-- Data provided start --

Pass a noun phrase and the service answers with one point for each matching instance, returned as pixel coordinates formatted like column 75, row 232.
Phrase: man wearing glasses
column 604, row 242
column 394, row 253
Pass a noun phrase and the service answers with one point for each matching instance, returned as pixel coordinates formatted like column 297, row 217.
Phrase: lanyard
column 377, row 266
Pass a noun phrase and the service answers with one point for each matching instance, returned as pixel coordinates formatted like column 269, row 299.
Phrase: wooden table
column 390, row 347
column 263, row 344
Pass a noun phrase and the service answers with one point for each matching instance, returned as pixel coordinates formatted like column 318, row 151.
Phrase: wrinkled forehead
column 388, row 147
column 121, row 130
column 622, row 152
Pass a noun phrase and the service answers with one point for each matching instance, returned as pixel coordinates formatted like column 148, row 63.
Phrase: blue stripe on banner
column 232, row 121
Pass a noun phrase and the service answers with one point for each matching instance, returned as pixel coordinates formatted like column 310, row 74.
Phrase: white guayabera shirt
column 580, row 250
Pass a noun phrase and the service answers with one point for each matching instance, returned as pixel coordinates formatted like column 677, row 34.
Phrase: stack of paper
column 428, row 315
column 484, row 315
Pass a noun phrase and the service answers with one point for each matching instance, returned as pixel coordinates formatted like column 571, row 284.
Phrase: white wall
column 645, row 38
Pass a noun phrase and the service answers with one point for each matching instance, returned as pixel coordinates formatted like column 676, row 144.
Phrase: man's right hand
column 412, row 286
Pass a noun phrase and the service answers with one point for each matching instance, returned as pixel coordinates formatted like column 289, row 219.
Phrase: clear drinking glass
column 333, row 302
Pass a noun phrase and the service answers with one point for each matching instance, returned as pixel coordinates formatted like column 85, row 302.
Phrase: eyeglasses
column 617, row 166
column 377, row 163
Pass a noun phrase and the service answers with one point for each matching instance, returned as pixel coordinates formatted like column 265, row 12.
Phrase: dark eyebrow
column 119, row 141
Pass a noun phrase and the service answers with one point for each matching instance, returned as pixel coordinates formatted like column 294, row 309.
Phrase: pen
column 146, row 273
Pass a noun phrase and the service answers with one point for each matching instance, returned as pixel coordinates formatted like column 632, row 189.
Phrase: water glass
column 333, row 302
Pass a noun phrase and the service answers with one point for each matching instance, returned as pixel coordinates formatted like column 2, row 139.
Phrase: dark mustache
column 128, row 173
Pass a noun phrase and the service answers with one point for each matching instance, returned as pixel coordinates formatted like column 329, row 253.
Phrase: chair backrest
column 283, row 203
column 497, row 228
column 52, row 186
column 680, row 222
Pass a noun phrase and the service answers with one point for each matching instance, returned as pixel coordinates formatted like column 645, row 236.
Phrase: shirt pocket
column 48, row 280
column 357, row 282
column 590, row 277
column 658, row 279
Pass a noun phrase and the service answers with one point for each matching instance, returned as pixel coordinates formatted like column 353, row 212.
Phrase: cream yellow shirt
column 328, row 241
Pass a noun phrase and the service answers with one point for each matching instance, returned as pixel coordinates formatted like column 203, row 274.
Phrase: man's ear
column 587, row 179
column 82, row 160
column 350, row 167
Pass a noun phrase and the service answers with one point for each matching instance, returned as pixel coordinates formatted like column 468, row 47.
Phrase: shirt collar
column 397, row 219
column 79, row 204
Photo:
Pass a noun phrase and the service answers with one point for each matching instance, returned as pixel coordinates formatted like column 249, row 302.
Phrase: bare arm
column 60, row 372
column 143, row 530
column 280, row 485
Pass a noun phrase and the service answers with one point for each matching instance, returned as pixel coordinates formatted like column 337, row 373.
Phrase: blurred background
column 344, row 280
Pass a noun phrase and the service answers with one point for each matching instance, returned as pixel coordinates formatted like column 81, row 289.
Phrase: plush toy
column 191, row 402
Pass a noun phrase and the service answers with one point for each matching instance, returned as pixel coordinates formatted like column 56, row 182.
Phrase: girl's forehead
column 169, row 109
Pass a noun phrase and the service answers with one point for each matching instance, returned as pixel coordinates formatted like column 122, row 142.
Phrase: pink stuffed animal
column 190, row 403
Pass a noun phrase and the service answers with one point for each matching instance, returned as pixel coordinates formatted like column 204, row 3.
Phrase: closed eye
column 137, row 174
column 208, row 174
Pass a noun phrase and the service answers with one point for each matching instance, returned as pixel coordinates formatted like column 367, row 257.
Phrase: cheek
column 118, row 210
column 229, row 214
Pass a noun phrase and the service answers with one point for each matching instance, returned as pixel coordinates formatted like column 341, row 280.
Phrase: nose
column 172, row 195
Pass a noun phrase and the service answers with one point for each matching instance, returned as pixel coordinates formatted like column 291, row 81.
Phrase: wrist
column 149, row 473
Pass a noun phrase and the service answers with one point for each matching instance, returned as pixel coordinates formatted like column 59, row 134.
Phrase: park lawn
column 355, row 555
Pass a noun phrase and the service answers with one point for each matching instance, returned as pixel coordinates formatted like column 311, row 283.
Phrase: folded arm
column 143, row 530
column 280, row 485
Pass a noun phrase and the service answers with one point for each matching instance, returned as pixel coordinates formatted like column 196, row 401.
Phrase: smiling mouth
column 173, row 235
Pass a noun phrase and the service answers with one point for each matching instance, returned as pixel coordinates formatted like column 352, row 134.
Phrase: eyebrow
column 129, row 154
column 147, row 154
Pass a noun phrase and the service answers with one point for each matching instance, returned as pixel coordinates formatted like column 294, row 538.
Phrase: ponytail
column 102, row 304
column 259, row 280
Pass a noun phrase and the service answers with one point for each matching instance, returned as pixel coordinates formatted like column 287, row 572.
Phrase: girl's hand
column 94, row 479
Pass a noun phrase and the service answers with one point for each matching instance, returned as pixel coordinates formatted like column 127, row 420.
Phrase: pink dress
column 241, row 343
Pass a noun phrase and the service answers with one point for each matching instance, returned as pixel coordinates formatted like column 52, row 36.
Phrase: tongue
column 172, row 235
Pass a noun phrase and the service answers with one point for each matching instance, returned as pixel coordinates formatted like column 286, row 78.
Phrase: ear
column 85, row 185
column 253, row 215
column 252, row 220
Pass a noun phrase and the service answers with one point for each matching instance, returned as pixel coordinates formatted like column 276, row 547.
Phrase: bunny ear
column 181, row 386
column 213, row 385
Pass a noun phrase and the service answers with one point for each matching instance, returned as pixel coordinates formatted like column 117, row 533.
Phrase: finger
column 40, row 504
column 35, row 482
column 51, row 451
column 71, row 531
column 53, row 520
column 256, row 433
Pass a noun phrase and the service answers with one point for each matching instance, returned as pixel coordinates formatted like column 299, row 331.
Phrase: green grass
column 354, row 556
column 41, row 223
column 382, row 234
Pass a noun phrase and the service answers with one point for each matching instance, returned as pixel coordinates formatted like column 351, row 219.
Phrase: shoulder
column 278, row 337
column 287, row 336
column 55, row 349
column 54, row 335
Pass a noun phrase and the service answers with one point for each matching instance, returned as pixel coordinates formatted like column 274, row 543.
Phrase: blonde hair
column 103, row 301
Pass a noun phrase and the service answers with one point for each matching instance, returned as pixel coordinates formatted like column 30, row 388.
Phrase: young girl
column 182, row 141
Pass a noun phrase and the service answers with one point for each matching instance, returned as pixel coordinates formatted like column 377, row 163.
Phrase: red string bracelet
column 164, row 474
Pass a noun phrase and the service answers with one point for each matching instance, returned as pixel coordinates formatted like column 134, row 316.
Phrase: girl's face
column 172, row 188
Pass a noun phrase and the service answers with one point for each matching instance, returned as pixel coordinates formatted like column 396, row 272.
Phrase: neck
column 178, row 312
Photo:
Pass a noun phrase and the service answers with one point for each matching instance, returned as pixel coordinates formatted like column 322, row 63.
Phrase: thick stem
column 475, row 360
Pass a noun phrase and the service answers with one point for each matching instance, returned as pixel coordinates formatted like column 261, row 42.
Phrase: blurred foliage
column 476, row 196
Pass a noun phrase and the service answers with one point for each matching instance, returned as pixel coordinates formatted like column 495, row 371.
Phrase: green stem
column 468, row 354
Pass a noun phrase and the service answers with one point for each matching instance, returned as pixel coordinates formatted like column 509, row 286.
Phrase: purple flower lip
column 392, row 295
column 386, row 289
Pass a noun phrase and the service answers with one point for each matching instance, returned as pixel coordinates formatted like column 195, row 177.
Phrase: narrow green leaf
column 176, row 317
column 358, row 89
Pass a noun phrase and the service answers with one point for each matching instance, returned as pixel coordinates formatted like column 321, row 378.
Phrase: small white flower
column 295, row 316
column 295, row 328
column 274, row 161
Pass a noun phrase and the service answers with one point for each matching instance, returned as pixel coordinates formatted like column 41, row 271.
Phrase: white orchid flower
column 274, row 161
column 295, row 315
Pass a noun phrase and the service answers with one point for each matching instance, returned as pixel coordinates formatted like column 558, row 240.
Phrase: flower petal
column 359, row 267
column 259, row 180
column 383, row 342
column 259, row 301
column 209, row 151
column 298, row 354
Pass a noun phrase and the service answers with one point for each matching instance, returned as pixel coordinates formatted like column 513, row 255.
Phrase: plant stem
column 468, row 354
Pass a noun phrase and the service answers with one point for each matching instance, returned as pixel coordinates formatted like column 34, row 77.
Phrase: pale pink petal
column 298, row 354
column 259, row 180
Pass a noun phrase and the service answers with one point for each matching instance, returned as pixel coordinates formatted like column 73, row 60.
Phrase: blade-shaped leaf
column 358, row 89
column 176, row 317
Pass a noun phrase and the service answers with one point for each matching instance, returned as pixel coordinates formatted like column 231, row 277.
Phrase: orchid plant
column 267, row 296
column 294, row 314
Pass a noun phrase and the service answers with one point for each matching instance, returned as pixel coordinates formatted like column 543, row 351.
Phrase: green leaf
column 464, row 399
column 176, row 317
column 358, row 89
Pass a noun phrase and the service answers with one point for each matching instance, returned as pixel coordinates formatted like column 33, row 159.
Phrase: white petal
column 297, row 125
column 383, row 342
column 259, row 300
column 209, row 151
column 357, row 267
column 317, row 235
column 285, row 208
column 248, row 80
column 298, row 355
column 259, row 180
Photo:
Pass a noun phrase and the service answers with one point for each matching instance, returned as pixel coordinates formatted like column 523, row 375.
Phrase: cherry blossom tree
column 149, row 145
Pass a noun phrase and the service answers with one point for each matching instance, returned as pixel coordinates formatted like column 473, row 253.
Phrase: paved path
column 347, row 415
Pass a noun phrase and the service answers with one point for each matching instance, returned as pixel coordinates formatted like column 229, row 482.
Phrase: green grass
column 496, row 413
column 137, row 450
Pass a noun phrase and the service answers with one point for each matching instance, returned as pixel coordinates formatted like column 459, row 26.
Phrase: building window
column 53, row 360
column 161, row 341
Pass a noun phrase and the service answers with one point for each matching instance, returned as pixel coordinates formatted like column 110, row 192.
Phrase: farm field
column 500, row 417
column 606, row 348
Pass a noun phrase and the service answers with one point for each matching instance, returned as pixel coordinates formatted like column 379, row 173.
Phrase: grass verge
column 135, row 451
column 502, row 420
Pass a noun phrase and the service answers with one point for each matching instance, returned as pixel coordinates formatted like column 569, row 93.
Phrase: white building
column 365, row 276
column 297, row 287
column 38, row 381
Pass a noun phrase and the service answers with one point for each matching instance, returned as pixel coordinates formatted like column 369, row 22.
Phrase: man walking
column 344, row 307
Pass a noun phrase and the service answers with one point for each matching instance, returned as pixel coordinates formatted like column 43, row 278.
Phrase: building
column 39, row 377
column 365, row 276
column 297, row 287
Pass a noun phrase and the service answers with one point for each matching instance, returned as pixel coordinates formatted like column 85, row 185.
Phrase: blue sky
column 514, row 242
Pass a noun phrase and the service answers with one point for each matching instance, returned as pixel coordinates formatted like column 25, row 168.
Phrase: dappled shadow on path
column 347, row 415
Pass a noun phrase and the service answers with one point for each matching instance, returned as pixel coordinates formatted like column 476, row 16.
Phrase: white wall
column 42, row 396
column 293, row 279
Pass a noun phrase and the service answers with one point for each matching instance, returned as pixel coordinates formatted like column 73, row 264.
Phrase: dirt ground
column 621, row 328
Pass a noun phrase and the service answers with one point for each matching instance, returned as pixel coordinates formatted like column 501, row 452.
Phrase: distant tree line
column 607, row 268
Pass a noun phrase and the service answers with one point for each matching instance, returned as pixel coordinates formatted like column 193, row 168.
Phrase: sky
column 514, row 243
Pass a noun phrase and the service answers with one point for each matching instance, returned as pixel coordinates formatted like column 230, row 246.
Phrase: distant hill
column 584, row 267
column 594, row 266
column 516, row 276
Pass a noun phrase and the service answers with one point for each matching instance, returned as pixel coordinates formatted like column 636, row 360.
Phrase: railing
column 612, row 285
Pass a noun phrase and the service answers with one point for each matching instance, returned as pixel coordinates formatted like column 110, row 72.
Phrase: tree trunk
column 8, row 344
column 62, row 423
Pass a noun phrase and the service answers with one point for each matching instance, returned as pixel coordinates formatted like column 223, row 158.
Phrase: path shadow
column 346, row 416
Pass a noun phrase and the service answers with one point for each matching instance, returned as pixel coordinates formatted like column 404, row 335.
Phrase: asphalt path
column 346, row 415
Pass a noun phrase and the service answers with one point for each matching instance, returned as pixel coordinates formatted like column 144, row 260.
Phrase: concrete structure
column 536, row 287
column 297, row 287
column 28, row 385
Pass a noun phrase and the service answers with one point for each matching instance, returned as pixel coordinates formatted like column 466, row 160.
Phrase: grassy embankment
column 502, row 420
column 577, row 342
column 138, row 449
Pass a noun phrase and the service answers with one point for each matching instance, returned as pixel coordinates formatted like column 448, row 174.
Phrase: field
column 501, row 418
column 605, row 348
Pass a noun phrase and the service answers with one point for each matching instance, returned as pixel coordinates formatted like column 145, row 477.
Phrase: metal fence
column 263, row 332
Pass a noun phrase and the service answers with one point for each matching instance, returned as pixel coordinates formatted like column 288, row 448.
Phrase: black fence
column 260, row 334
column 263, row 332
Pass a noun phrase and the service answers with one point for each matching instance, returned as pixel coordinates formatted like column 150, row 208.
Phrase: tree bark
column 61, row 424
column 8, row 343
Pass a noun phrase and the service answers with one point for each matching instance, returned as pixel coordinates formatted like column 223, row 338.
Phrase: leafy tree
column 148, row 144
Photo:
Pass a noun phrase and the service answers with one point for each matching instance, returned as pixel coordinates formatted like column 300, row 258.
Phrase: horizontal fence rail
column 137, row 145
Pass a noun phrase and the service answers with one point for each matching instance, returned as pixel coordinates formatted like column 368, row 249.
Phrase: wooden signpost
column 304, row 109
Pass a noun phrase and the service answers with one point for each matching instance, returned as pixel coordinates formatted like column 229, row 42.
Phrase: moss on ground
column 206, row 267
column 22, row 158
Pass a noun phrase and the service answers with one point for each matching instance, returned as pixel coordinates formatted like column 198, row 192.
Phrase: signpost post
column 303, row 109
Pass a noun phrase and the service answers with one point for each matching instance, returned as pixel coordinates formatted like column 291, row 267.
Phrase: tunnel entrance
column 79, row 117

-- Data provided end --

### Written instruction
Format everything from the start of the rows above down to the line containing "column 412, row 286", both ends included, as a JSON list of strings with one string per line and blank lines left out.

### Answer to the problem
[
  "Pass a noun phrase and the service answers with one point for each matching instance, returned as pixel coordinates formatted like column 75, row 232.",
  "Phrase: man wearing glasses",
  "column 604, row 242",
  "column 394, row 253",
  "Pass a noun phrase and the service answers with one point for each matching instance, returned as pixel coordinates formatted like column 297, row 217.",
  "Phrase: lanyard",
  "column 377, row 266",
  "Pass a noun phrase and the service answers with one point for each matching instance, returned as pixel coordinates formatted like column 269, row 299.",
  "Phrase: wooden table",
  "column 390, row 347",
  "column 263, row 344",
  "Pass a noun phrase and the service answers with one point for each matching instance, returned as pixel coordinates formatted like column 318, row 151.",
  "Phrase: wrinkled forehead",
  "column 388, row 147",
  "column 121, row 130",
  "column 622, row 152",
  "Pass a noun phrase and the service answers with one point for each matching instance, returned as pixel coordinates formatted like column 148, row 63.",
  "Phrase: blue stripe on banner",
  "column 232, row 121",
  "Pass a noun phrase and the service answers with one point for each matching instance, returned as pixel coordinates formatted like column 310, row 74.",
  "Phrase: white guayabera shirt",
  "column 580, row 250",
  "Pass a noun phrase and the service answers with one point for each matching instance, returned as pixel coordinates formatted like column 677, row 34.",
  "Phrase: stack of paper",
  "column 428, row 315",
  "column 484, row 315",
  "Pass a noun phrase and the service answers with one point for each matching instance, returned as pixel coordinates formatted like column 571, row 284.",
  "Phrase: white wall",
  "column 645, row 38",
  "Pass a noun phrase and the service answers with one point for each matching instance, returned as pixel coordinates formatted like column 676, row 144.",
  "Phrase: man's right hand",
  "column 412, row 286"
]